## Directions
Copy the entries below word for word, every one of them.
┄┄┄┄┄┄
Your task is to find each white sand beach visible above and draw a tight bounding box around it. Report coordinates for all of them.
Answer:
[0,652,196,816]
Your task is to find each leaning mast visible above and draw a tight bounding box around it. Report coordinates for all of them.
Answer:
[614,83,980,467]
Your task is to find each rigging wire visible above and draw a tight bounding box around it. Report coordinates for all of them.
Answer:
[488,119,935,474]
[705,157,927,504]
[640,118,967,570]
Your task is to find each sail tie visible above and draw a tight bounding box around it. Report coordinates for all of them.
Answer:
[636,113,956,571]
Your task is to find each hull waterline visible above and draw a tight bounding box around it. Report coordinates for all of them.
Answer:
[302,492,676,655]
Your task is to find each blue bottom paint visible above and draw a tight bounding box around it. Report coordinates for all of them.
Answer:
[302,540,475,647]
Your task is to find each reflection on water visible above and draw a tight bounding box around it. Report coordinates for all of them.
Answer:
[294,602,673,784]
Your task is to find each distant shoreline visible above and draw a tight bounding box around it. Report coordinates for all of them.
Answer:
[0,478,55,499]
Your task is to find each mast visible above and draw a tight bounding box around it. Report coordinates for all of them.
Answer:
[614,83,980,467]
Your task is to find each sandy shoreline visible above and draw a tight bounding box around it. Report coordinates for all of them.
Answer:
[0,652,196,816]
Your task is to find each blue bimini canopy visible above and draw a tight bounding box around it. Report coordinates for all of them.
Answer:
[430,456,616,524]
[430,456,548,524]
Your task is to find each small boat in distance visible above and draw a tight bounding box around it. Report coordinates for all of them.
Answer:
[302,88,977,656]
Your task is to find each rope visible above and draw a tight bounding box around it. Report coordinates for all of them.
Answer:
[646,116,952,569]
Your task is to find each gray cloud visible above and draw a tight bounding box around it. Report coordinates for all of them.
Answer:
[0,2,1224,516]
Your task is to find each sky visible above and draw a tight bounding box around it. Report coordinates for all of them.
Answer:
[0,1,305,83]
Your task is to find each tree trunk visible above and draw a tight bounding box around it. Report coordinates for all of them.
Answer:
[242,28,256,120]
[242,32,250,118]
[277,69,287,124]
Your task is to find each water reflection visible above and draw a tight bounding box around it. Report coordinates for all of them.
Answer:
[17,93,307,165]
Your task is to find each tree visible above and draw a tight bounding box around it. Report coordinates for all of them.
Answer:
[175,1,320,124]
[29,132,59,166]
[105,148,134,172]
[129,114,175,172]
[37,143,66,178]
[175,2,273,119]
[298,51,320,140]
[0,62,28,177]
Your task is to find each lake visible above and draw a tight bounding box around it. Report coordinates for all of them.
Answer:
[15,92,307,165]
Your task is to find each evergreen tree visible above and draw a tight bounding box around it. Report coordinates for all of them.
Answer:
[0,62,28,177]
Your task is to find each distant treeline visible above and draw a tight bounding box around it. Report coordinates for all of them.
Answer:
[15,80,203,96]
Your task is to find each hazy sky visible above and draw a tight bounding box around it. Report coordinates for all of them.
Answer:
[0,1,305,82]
┄┄┄┄┄┄
## Final result
Your task is to find each white sand beach visible above and draw a tight bounding box around it. Report coordinates for all of them.
Answer:
[0,652,196,816]
Your task is to find each leaning mast visible above and draw a tight bounding box around it. Report coordinates for all of them.
Answer:
[614,83,980,467]
Your task is to find each rigging wire visible above and draw a tight bounding box around it. Report coordinates for all of them.
Answer:
[488,119,935,474]
[705,157,927,504]
[640,118,967,570]
Your task is to find each sail tie visible above and draw a tight bounding box around it. Report coordinates for all of them.
Answer:
[636,113,956,571]
Your task is to find each hull waterline visible above and draw a tight bounding box around it. Report coordinates for all of them.
Answer:
[302,492,676,655]
Your task is to find each blue bottom paint visible above and draw a tight bounding box around it. Report coordinates for all of them.
Answer:
[302,540,475,647]
Your task is to find each reflection on water visible above and draw a tight bounding box around it. Report coordinates for all of them.
Answer:
[294,602,673,784]
Your task is to find each distant shoreline visible above and draw a tight bounding box around it. Report coordinates for all of them.
Answer:
[0,478,55,499]
Your task is to find each mast visible above and draw a tight bounding box around it. Report coordinates for all of them.
Answer:
[614,83,980,467]
Your task is to find each sandy shoreline visible above and draw a tight bounding box around it. Report coordinates for all of them.
Answer:
[0,652,196,816]
Your task is to find each blue bimini canopy visible above and draw a tight bounding box around it. Report coordinates for all of them.
Answer:
[430,456,616,524]
[430,456,548,524]
Your task is to find each small boat in distance visible above and draw a tight bounding box around it. Report coordinates for all of them.
Answer:
[302,88,977,656]
Your task is to find each rope visible above and draw a tight bounding box around it. Report coordinates for all of them.
Answer:
[646,116,952,569]
Your task is to find each gray cloud visible above and draw a tight bounding box around it. Report coordinates for all of them.
Answer:
[0,2,1224,516]
Your task is to find each sky visible above and draw a tight bounding box around it. Report coordinates for all of them.
Answer:
[0,1,305,83]
Your task is to find each tree trunk visible above and draw a tight bounding box around it. Report coordinates for all of them.
Answer:
[242,28,256,120]
[242,32,250,118]
[277,69,287,124]
Your task is to find each water reflection visible above and draw a tight bounding box around it. Report coordinates for all of them.
Answer:
[17,93,307,165]
Your task is to find each tree visible above and draw a tight bounding box around it. Report coordinates for all of them.
Answer:
[175,1,320,124]
[29,132,59,166]
[105,148,134,172]
[129,114,175,172]
[37,143,66,178]
[175,2,273,119]
[298,51,320,140]
[0,62,28,177]
Your task is to find each lake visible above and draw a tight bounding box around it. Report coordinates for all of them.
Answer:
[15,92,307,165]
Your task is to find each evergreen tree visible above and draw a tight bounding box around it. Report coordinates for all of them.
Answer:
[0,62,28,177]
Your task is to find each distant treeline visible above and draw a tight bounding box around it. Report coordinates for all of them.
Answer:
[15,80,203,96]
Your task is to find each hazy sky visible above and draw a tight bounding box around it. Report coordinates for all of them.
Answer:
[0,1,305,82]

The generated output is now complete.